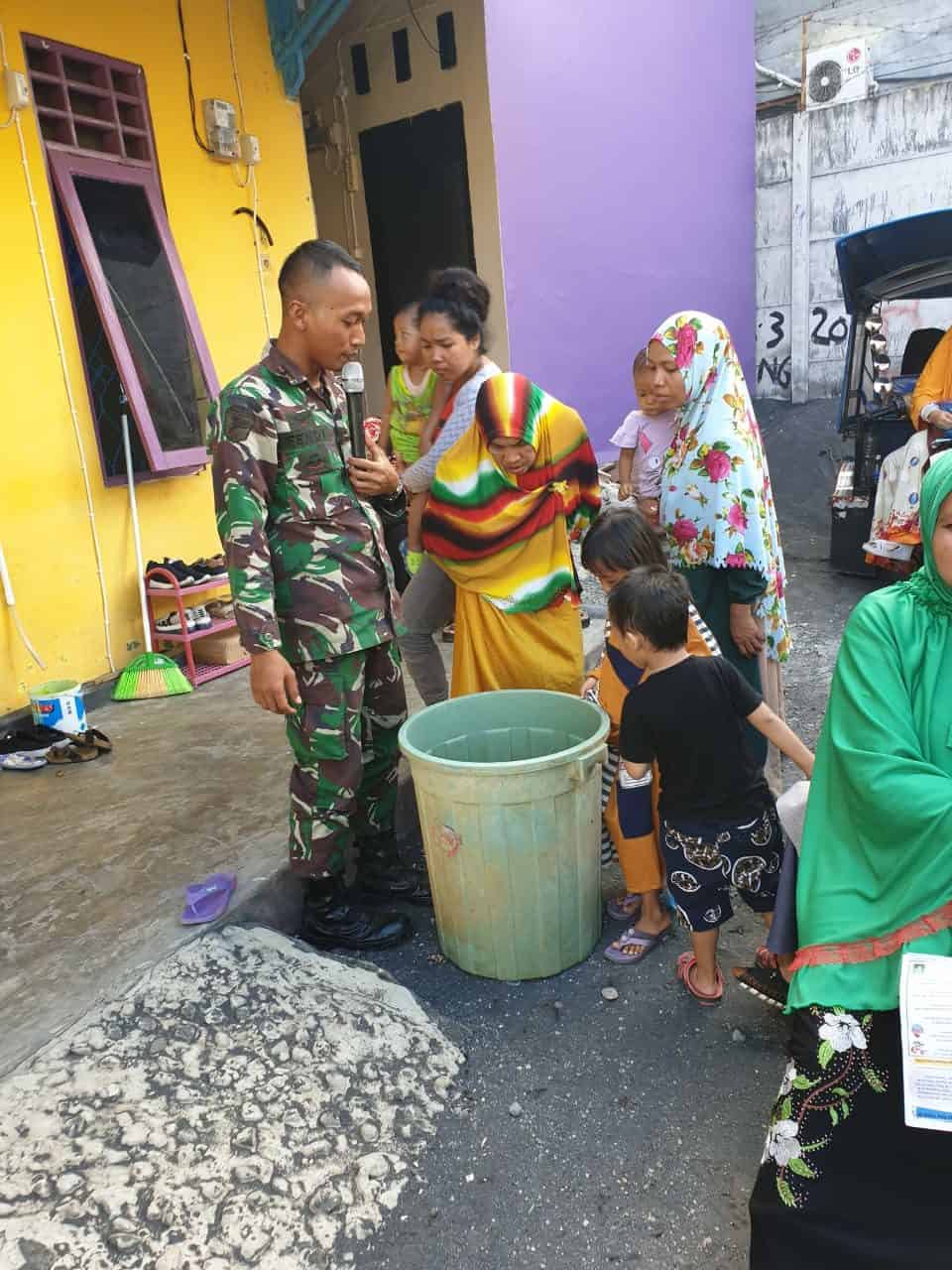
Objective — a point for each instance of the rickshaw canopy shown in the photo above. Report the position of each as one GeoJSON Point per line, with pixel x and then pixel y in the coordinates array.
{"type": "Point", "coordinates": [909, 258]}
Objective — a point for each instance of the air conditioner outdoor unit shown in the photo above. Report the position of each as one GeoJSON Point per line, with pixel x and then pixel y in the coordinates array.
{"type": "Point", "coordinates": [838, 72]}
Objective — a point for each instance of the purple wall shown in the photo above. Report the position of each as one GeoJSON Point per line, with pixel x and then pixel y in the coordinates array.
{"type": "Point", "coordinates": [624, 135]}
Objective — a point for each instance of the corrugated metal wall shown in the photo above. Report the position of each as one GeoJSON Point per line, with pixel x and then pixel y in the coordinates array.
{"type": "Point", "coordinates": [824, 175]}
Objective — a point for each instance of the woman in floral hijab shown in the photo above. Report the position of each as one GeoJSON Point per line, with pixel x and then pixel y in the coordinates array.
{"type": "Point", "coordinates": [716, 499]}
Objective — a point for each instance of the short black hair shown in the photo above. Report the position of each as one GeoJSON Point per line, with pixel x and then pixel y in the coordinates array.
{"type": "Point", "coordinates": [463, 299]}
{"type": "Point", "coordinates": [312, 259]}
{"type": "Point", "coordinates": [621, 539]}
{"type": "Point", "coordinates": [654, 603]}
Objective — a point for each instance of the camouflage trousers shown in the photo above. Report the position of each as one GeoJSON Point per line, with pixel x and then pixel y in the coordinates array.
{"type": "Point", "coordinates": [344, 740]}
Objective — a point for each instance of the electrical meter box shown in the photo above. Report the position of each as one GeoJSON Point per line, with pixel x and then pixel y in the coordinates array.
{"type": "Point", "coordinates": [221, 128]}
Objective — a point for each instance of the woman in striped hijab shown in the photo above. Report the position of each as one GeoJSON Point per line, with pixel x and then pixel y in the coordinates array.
{"type": "Point", "coordinates": [504, 504]}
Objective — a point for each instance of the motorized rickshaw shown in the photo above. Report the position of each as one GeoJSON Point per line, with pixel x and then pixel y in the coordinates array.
{"type": "Point", "coordinates": [904, 259]}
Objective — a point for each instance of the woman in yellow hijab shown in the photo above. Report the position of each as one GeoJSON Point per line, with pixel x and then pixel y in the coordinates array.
{"type": "Point", "coordinates": [504, 503]}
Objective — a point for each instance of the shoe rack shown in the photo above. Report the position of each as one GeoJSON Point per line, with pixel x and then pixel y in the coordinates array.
{"type": "Point", "coordinates": [198, 672]}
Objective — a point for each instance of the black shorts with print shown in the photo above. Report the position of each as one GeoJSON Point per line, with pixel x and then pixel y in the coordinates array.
{"type": "Point", "coordinates": [703, 861]}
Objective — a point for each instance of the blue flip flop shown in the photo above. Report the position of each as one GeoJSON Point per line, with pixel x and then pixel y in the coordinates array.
{"type": "Point", "coordinates": [206, 901]}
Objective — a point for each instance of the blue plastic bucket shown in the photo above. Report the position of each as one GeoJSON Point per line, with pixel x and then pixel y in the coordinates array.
{"type": "Point", "coordinates": [59, 703]}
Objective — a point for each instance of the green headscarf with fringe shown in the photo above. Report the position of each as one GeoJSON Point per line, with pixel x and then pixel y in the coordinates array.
{"type": "Point", "coordinates": [876, 860]}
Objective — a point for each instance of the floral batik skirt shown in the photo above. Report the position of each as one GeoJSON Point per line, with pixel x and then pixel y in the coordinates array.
{"type": "Point", "coordinates": [843, 1183]}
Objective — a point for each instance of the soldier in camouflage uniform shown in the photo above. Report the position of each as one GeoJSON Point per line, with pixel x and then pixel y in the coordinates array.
{"type": "Point", "coordinates": [313, 594]}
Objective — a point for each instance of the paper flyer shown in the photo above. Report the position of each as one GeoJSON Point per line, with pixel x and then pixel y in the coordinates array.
{"type": "Point", "coordinates": [925, 1015]}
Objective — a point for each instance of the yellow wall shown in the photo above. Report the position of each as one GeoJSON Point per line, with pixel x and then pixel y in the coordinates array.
{"type": "Point", "coordinates": [44, 522]}
{"type": "Point", "coordinates": [429, 87]}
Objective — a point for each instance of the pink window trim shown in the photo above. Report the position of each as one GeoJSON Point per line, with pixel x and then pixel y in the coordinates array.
{"type": "Point", "coordinates": [66, 164]}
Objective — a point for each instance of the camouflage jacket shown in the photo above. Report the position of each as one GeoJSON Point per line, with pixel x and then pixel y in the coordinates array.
{"type": "Point", "coordinates": [308, 568]}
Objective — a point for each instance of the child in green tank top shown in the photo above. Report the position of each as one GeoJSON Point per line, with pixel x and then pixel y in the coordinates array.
{"type": "Point", "coordinates": [414, 397]}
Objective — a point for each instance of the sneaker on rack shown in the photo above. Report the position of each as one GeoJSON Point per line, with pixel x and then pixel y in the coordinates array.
{"type": "Point", "coordinates": [171, 624]}
{"type": "Point", "coordinates": [177, 568]}
{"type": "Point", "coordinates": [208, 571]}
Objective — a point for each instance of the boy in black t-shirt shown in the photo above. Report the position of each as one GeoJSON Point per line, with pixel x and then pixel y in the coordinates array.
{"type": "Point", "coordinates": [719, 820]}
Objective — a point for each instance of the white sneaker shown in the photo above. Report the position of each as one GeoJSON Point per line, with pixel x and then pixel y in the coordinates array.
{"type": "Point", "coordinates": [171, 624]}
{"type": "Point", "coordinates": [198, 617]}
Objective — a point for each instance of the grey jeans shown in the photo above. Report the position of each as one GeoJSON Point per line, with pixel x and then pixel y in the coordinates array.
{"type": "Point", "coordinates": [428, 606]}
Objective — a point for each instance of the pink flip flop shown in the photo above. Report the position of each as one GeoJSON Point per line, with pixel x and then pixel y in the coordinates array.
{"type": "Point", "coordinates": [207, 901]}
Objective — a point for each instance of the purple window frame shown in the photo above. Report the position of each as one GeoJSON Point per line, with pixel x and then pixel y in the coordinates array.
{"type": "Point", "coordinates": [64, 166]}
{"type": "Point", "coordinates": [66, 162]}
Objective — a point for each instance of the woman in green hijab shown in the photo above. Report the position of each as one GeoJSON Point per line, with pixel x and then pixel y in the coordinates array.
{"type": "Point", "coordinates": [843, 1182]}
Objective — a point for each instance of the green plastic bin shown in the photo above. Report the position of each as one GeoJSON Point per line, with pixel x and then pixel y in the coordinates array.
{"type": "Point", "coordinates": [509, 788]}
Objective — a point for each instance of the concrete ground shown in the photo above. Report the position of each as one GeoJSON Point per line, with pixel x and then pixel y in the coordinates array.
{"type": "Point", "coordinates": [590, 1132]}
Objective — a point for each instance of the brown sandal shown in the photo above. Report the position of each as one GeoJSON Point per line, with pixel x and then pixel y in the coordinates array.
{"type": "Point", "coordinates": [72, 752]}
{"type": "Point", "coordinates": [685, 964]}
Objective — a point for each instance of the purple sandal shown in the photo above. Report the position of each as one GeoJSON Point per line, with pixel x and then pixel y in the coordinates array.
{"type": "Point", "coordinates": [642, 940]}
{"type": "Point", "coordinates": [207, 901]}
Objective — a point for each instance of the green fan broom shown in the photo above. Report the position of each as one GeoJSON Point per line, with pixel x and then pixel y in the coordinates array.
{"type": "Point", "coordinates": [153, 675]}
-----
*Exercise brief*
Can you write out all of the material again, substituting "Goal" for every "Objective", keeping everything else the same and leaving out the pictures?

*Response*
Goal — a point for each instance of the rickshaw canopy shown in the photo above. Report the position of each as one GeoJSON Point per line, with pixel x and then pixel y in the coordinates array.
{"type": "Point", "coordinates": [909, 258]}
Goal — a point for each instance of the air conditioner outdoor unit shown in the photo above. Report the position of each as one GeoJSON Point per line, with pixel x and then pixel y in the coordinates array.
{"type": "Point", "coordinates": [838, 72]}
Goal — a point for each instance of the purple wall shown in the photo above. Report the position of each as one GeoJSON Point per line, with pixel x and then pixel y in the coordinates array.
{"type": "Point", "coordinates": [624, 135]}
Goal — a point for each instance of the corrugated metal wall shown in the photo above. Report the position of each as one GeoJSON Point per line, with pixel x and then pixel y in the coordinates array.
{"type": "Point", "coordinates": [824, 175]}
Goal — a point for each instance of the woman in floral hijab shown in the photo above. Report the position of each as one GeoJSON Point per line, with pixel x and then pixel y in the coordinates array.
{"type": "Point", "coordinates": [716, 499]}
Goal — a point for each instance of the short black hair shown in the photo above. Report the position of each as one GeoJSON Point per line, with pixel x and then pixel y in the coordinates array.
{"type": "Point", "coordinates": [463, 299]}
{"type": "Point", "coordinates": [312, 259]}
{"type": "Point", "coordinates": [621, 539]}
{"type": "Point", "coordinates": [654, 603]}
Goal — a point for each instance of the camouflage trousers shown in the photo above. Report the position of each as one GeoJSON Point per line, with pixel x and then pixel y in the coordinates array.
{"type": "Point", "coordinates": [344, 740]}
Goal — a point for each instance of the electrical meter box shown in the photo above. Report the position of each as one GeoJSON Point per line, with pixel x and then pixel y in the coordinates array.
{"type": "Point", "coordinates": [221, 128]}
Goal — a point for each instance of the woman in striped hijab shown in the photo above. Report the position of each as one GeoJSON Point per line, with pixel x and then pixel y in the coordinates array.
{"type": "Point", "coordinates": [504, 504]}
Goal — a point for each instance of the motorized rickshaw shown in the photo above. Report the position of each as one GeoJSON Point per line, with pixel x and then pixel y in the coordinates array.
{"type": "Point", "coordinates": [904, 259]}
Goal — a point for each instance of the woman in yellow hijab shown in the photo above. Report the position of each as one GeoJSON Point per line, with pixel x and then pixel y in the coordinates array.
{"type": "Point", "coordinates": [504, 503]}
Goal — a point for each instance of the shoe rack shown in the photo above. Report the position of each as one GeoJSON Point per line, with pixel x and then pixel y in the coordinates array.
{"type": "Point", "coordinates": [198, 672]}
Goal — a point for each instance of the black shorts with print shown in the photo above. Report the position of each as one GeoJSON Point per line, with pixel x and then pixel y in the coordinates array.
{"type": "Point", "coordinates": [703, 861]}
Goal — a point for each instance of the blue flip flop shown in the photo above. Report the position of each as one GeoJSON Point per line, with pixel x and then pixel y in the coordinates array.
{"type": "Point", "coordinates": [206, 901]}
Goal — a point for each instance of the blue plastic bucket shown in the photo above. Report the position of each as one GeoJSON Point per line, with pixel x and then pixel y in the coordinates array.
{"type": "Point", "coordinates": [59, 703]}
Goal — a point for each instance of the green headscarf with fringe shown in the photo above. Report the position of each as one GeoJSON Point per line, with pixel x and then pixel y in the coordinates array.
{"type": "Point", "coordinates": [876, 860]}
Goal — a point for each instance of the floral batik skirt shown in the photo above. Report the position of each as one GeoJSON Point per line, with pixel x and then pixel y in the coordinates array.
{"type": "Point", "coordinates": [843, 1183]}
Goal — a point for each instance of the soldier in camouflage uniform shown in the photo above. Report the position of each as one GeoJSON Point per line, with pixel x and then pixel y in the coordinates array.
{"type": "Point", "coordinates": [313, 594]}
Goal — a point for each instance of the paper flyer shown in the photo above. Report the position of each as one GeoJSON Point per line, with pixel x and then pixel y in the coordinates array.
{"type": "Point", "coordinates": [925, 1015]}
Goal — a point for each instance of the yellow wall shown in the photo above. Report the position of each as one GeoJSON Point per line, with pixel x and then pixel y in the coordinates array.
{"type": "Point", "coordinates": [44, 522]}
{"type": "Point", "coordinates": [429, 87]}
Goal — a point for each instance of the pink window trim shown in the photo above. Report the position of each as one GeoJSON Point per line, with pixel x and then pixel y in the coordinates array.
{"type": "Point", "coordinates": [66, 164]}
Goal — a point for each instance of the camouflage jacket shown in the photo above. Report the position of each as one GeoJSON Point per line, with pixel x and then pixel y in the coordinates array.
{"type": "Point", "coordinates": [308, 568]}
Goal — a point for each instance of the child in green tank top shown in the photo above. Report the position of each as one GeoJSON Point per line, with pixel x and then pixel y in the coordinates array.
{"type": "Point", "coordinates": [414, 397]}
Goal — a point for each instance of the sneaker on rack shown in the photo above. Report the position of each as one GeoJSON Point per line, with pixel x and then pixel y in the coordinates array.
{"type": "Point", "coordinates": [171, 624]}
{"type": "Point", "coordinates": [177, 568]}
{"type": "Point", "coordinates": [208, 571]}
Goal — a point for each instance of the boy in black t-shirt shown in the photo above. Report the position of each as one GeoJSON Point per line, with pixel x and then pixel y in the coordinates array.
{"type": "Point", "coordinates": [719, 820]}
Goal — a point for each instance of the white sneaker shown in the photo above. Report the position of each as one GeoJSON Point per line, with pixel x and then pixel y in the coordinates array.
{"type": "Point", "coordinates": [171, 624]}
{"type": "Point", "coordinates": [198, 617]}
Goal — a point for each instance of the grey jeans shown in the photo above. Report the position of each as one GeoJSON Point per line, with pixel x and then pixel y in the coordinates array.
{"type": "Point", "coordinates": [428, 606]}
Goal — a point for each instance of the pink flip flop shown in the photo above. Report the position of each as one GeoJSON Point per line, with pixel x and then pixel y in the coordinates array.
{"type": "Point", "coordinates": [207, 901]}
Goal — a point for each instance of the purple window frame shown in the photo above. Report the position of each as one GeoJSON Point per line, with pixel x and then pixel y in the coordinates array.
{"type": "Point", "coordinates": [64, 166]}
{"type": "Point", "coordinates": [66, 162]}
Goal — a point for each instance of the woman in green hijab shown in the photo above. Report the position of each as one GeoJSON Point per line, with pixel x and then pixel y in the coordinates array.
{"type": "Point", "coordinates": [843, 1182]}
Goal — a point for each instance of the green plastic bin shown in the photo above. Report the position of each as one GeoJSON Point per line, with pixel x and then pixel y in the coordinates array.
{"type": "Point", "coordinates": [509, 788]}
Goal — a point for each instance of the concrete ground shown in the photo above. Report the position of each as one GeoJSON Point per line, with pixel x and then pixel y in the coordinates array.
{"type": "Point", "coordinates": [590, 1132]}
Goal — a point for each instance of the brown sandal shown in the photo above. Report the position of each as one GeoJSON Point per line, with pixel x and then pixel y in the coordinates array.
{"type": "Point", "coordinates": [72, 752]}
{"type": "Point", "coordinates": [685, 964]}
Goal — a point for each instance of the purple sandal shown in the photo above. Report the position of each as one GeoJSON Point per line, with pixel x and then pixel y in the coordinates array.
{"type": "Point", "coordinates": [642, 940]}
{"type": "Point", "coordinates": [207, 901]}
Goal — a point for each instance of the green fan broom shown in the photo above. Report the position of each as one GeoJSON Point per line, with pixel x and then pixel y in the coordinates array.
{"type": "Point", "coordinates": [153, 675]}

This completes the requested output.